▶ [Text]:
-=-=-=-=-

From now on, the Lord says, He will “announce new things … hidden things” that the Jews have not known. That is, He tells them the Persians will defeat the Babylonians, resulting in the opportunity for His people to go home. The Lord has done this, and no one else. “God by his prophets told them beforehand of their deliverance, lest they should attribute the accomplishment of it to their idols. Thus he saw it necessary to secure the glory of it to himself, which otherwise would have been given by some of them to their graven images: ‘I spoke of it,’ says God, ‘lest thou shouldst say, My idol has done it or has commanded it to be done,’” (Matthew Henry’s Commentary on the Whole Bible: Complete and Unabridged in One Volume, S. Is 48:1).
Warren Wiersbe ties the mood of complacent Judah with that of the modern-day church: “One would think that the Jews would have been eager to leave their ‘prison’ and return to their land to see God do new and great things for them. They had grown accustomed to the security of bondage and had forgotten the challenges of freedom. The church today can easily grow complacent with its comfort and affluence. God may have to put us into the furnace to remind us that we are here to be servants and not consumers or spectators” (Be Comforted, (An Old Testament Study), S. Is 45:1).

-=-=-=-=-

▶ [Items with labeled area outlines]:
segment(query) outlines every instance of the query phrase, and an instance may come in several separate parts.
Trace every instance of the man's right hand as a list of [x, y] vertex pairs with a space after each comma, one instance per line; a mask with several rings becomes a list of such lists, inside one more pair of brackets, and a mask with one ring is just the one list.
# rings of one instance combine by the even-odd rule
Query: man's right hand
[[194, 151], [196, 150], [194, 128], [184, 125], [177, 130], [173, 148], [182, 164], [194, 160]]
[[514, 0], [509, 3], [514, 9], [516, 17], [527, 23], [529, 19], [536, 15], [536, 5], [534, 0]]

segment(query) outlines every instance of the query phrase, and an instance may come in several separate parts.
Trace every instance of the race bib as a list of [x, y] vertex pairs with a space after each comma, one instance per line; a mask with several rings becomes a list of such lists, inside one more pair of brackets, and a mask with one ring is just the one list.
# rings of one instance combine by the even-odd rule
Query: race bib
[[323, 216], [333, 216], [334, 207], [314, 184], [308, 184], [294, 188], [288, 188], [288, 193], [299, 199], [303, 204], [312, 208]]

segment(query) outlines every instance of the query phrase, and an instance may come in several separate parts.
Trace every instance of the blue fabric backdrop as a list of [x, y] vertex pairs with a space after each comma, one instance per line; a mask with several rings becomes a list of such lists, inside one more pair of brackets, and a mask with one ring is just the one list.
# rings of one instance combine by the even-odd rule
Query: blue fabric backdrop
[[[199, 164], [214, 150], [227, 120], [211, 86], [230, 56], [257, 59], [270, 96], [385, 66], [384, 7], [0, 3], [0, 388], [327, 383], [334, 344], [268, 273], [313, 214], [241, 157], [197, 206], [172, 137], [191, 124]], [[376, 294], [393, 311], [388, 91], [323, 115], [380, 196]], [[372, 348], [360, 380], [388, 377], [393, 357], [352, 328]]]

-=-=-=-=-

▶ [Goals]:
a. Decide whether each statement agrees with the Isaiah commentary above. Answer yes or no for each and quote the deciding words: (i) The Lord tells the Jews that the Persians will defeat the Babylonians. (ii) The Jews were eager to leave their captivity and return to their land. (iii) God foretold the deliverance so that the people would not credit it to their idols.
b. Extend the Isaiah commentary past its final sentence.

▶ [Answers for the tasks]:
a.
(i) Yes: "He tells them the Persians will defeat the Babylonians"
(ii) No: "They had grown accustomed to the security of bondage and had forgotten the challenges of freedom."
(iii) Yes: "lest they should attribute the accomplishment of it to their idols"

b.
Still, the Lord is faithful. Though the Jews deserve destruction for their wickedness, the Lord promises to delay His anger “for the honor of My name” and restrain Himself “for your benefit and [for] My praise” (v. 9). He refines His people in the furnace of affliction, “but not as silver” (v. 10). This phrase could be taken one of two ways. First, the people – wicked, complacent, hard-hearted, are more like dross than like silver. Second, the affliction the Lord brings on His people is not severe enough to burn all their sinfulness away. Both views are possible; the former is probably the best. In verse 11, Yahweh then asks, “… how can I be defiled? I will not give My glory to another.” In other words, why should the Lord permit His name to be polluted by utterly destroying His special people to whom He has made everlasting promises?
Noting God’s Sovereignty (Isa. 48:12-19)
Isaiah often writes of two proofs of God’s uniqueness: His creative power and His ability to foretell the future. “My own hand founded the earth,” the Lord says in verse 13, “and My right hand spread out the heavens.” Next, He makes it clear that no god could predict the future emergence of Cyrus, or make the Persian king his ally in defeating the seemingly unbeatable Babylonians. “Who among the idols has declared these things?” He asks. “The Lord loves him (Cyrus); he will accomplish His will against Babylon … I have spoken; yes, I have called him; I have brought him, and he will succeed in his mission” (vv. 14-15).
The Lord speaks in the first half of verse 16, stressing that He has not been working in secret since the time of creation. But a different speaker steps forward in the middle of the verse, beginning with the words, “And now.” Commentators suggest it is Cyrus, Isaiah, or perhaps even Israel, but the most likely spokesman is the Messiah. “And now the Lord God has sent me and His Spirit,” He says. “Probably the Messiah, God’s Servant, is intended because of His association (as in 42:1; also note 11:1-2) with the Spirit. Just as Cyrus would not fail in his mission (48:15), so the Messiah-Servant, sent by God with the Holy Spirit on Him, will not fail in His mission” (John F. Walvoord, Roy B. Zuck, The Bible Knowledge Commentary: An Exposition of the Scriptures, S. 1:1102).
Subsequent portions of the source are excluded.